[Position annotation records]
═══
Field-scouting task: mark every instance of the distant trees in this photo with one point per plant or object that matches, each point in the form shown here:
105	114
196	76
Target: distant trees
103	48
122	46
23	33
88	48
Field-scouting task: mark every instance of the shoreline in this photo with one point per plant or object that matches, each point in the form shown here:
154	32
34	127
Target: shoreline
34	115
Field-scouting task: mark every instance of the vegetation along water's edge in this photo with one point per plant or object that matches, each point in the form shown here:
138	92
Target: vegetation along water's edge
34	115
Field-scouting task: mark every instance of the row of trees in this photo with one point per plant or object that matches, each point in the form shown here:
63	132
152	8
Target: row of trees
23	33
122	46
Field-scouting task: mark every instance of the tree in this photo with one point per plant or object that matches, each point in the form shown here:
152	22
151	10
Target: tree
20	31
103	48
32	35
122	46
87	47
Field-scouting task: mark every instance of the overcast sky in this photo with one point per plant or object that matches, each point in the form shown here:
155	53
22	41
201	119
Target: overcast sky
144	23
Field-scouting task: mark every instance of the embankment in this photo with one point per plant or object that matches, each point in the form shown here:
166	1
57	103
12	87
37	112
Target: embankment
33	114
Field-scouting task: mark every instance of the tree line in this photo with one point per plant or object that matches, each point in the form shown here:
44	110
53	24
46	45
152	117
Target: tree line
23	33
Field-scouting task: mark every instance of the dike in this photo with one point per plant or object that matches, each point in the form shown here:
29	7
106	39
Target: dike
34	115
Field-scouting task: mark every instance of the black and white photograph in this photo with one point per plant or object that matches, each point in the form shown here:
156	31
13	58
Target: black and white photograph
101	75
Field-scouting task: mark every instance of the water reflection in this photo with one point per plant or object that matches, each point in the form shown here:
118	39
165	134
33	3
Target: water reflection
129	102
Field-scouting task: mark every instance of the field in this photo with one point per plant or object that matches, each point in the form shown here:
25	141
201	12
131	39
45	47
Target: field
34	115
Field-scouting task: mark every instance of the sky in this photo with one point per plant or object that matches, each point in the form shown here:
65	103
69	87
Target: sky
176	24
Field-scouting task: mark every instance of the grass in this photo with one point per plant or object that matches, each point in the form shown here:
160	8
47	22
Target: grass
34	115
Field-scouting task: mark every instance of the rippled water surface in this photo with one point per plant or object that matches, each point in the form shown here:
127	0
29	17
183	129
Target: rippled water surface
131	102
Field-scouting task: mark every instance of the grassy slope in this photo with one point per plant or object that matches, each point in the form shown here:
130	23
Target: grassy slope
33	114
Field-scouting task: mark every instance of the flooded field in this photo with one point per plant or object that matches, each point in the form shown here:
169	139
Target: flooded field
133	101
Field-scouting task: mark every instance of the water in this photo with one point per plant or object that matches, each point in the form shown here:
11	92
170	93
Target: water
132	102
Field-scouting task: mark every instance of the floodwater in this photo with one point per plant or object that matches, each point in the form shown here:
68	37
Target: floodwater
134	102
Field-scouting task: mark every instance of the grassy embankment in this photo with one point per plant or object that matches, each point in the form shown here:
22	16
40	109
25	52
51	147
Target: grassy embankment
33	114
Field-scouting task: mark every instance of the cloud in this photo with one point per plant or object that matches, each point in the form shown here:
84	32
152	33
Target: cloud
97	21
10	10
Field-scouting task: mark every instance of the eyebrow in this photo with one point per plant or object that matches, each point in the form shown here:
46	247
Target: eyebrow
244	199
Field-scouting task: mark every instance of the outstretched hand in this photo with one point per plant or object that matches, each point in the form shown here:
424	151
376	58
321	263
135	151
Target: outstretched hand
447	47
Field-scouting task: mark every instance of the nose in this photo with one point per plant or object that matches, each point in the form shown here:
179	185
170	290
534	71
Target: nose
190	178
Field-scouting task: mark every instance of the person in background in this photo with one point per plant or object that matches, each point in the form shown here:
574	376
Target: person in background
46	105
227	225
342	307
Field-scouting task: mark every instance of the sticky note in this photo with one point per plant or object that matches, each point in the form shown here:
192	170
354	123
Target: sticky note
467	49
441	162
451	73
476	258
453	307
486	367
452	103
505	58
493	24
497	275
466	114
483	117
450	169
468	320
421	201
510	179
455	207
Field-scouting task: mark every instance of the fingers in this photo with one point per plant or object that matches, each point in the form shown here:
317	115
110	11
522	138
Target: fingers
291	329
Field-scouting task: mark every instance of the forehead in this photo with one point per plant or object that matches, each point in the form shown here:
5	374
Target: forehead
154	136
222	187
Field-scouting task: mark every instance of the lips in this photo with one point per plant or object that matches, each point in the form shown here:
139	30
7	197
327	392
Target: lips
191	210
═══
**WORK TO COMPLETE**
Give all the entries again exactly; leave none out.

**COMPLETED TASK**
Field-scouting task: mark every instance of the distant trees in this photo with one point per plant or object that matches, each point in the form shown here:
105	114
196	76
Target: distant trees
103	48
122	46
23	33
88	48
Field-scouting task: mark every instance of the shoreline in this photo with one point per plant or object that matches, each point in the form shown here:
154	32
34	127
Target: shoreline
34	115
Field-scouting task: mark every instance of the vegetation along water's edge in this photo with one point per plant or object that matches, each point in the form shown here:
138	92
Target: vegetation along water's edge
34	115
Field-scouting task: mark every instance of the row of trees in this photo with one point per plant or object that matches, each point in the form shown here:
63	132
152	8
Target: row of trees
23	33
122	46
Field-scouting task: mark every instance of the tree in this photo with one point per plant or object that matches, each point in the form shown here:
152	22
151	10
Target: tree
20	31
103	48
32	35
122	46
87	47
Field-scouting task: mark every instance of the overcast sky in this photo with one point per plant or object that matches, each point in the form shown here:
155	53
22	41
201	119
Target: overcast sky
144	23
Field-scouting task: mark every instance of the embankment in this photo with one point per plant or object that matches, each point in the form shown here:
166	1
57	103
12	87
37	112
Target: embankment
33	114
Field-scouting task: mark every instance of the tree line in this photo with one point per plant or object that matches, each point in the form shown here:
44	110
53	24
46	45
152	117
Target: tree line
23	33
Field-scouting task: mark every instance of the dike in this photo with one point per plant or object that matches, each point in the form shown here:
29	7
106	39
Target: dike
34	115
Field-scouting task: mark every instance of the black and white photograph in this photo with one point per plant or object that matches, each point in the form shown here:
156	31
13	58
Target: black and white photograph
101	75
Field-scouting task: mark every instance of the water reflection in this photo with one point per plant or object that matches, each point in the form shown here:
118	39
165	134
33	3
Target: water reflection
129	102
Field-scouting task: mark every instance of the field in this photo with one point per plant or object that matches, each point in the form shown here:
25	141
201	12
131	39
45	47
Target: field
34	115
Field-scouting task: mark every instance of the sky in this photo with one point per plant or object that matches, each point in the form shown here:
65	103
69	87
Target: sky
176	24
Field-scouting task: mark every instance of the grass in this photo with one point per plant or object that matches, each point in the form shown here:
160	8
47	22
Target: grass
34	115
Field-scouting task: mark every instance of the rippled water surface in this photo with one point per plant or object that matches, each point in the form shown here:
127	0
29	17
183	129
Target: rippled water surface
131	102
Field-scouting task: mark every instance of the grassy slope in this photo with one point per plant or object that matches, each point in the form shown here:
130	23
Target: grassy slope
33	114
Field-scouting task: mark every instance of the flooded field in this photo with one point per plant or object that matches, each point in the form shown here:
169	139
Target: flooded field
133	101
Field-scouting task: mark every instance of the water in this photo with one point per plant or object that matches, each point in the form shown here:
11	92
170	93
Target: water
132	102
Field-scouting task: mark every instance of the floodwater in this photo with one point per plant or object that matches, each point in the form shown here:
68	37
Target: floodwater
134	102
Field-scouting task: mark every instance of the grassy embankment in this photo with one point per plant or object that matches, each point in the form shown here:
22	16
40	109
25	52
51	147
Target: grassy embankment
33	114
Field-scouting task: mark every instance of the cloud in this photo with one point per plant or object that matches, each point in the form shown here:
84	32
152	33
Target: cloud
97	21
10	10
Field-scouting task: mark every instance of the eyebrow in this photo with one point per plant or object that matches, each point in the form shown here:
46	247
Target: eyebrow
244	199
Field-scouting task: mark every instance of the outstretched hand in this photo with one point per plant or object that matches, each point in the form shown here:
424	151
376	58
321	263
135	151
Target: outstretched hand
447	47
Field-scouting task: mark every instance of the nose in this photo with one point per plant or object that matches, each point in the form shown here:
179	185
170	290
534	71
Target: nose
190	178
Field-scouting task: mark every instance of the person in background in this photo with one point per plant or object that matches, each point in the form shown here:
574	376
Target: person in background
46	105
227	225
342	307
Field-scouting task: mark every instance of the sticky note in this photo with one point per plant or object that matches, each point in the form shown here:
192	170
354	123
Target: sticky note
467	49
441	162
451	73
476	258
453	307
486	367
452	103
505	58
493	24
497	275
466	114
483	117
450	169
468	320
421	201
510	179
455	207
Field-scouting task: mark every instance of the fingers in this photo with one point per plant or object that matches, each point in the form shown here:
317	115
110	11
522	138
Target: fingers
291	329
Field-scouting task: mark every instance of the forehead in this photo with one point per plant or object that matches, each point in the form shown here:
5	374
Target: forehead
154	136
222	187
Field-scouting task: mark every instance of the lips in this photo with one point per plant or object that matches, each point in the form shown here:
139	30
7	197
327	392
Target: lips
191	210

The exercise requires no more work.